%%

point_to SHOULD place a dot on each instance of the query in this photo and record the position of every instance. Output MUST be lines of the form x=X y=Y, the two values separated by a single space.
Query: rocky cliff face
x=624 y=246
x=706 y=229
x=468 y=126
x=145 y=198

%%

Problem to solve - Using the listing above, reproduce each line without omission.

The answer -
point_to SHOULD place a dot on each instance of the query in this photo and record the position of every instance. Output MUST be lines of the form x=X y=Y, the two values separated by a single space.
Query: rocky cliff face
x=624 y=246
x=706 y=229
x=468 y=126
x=145 y=198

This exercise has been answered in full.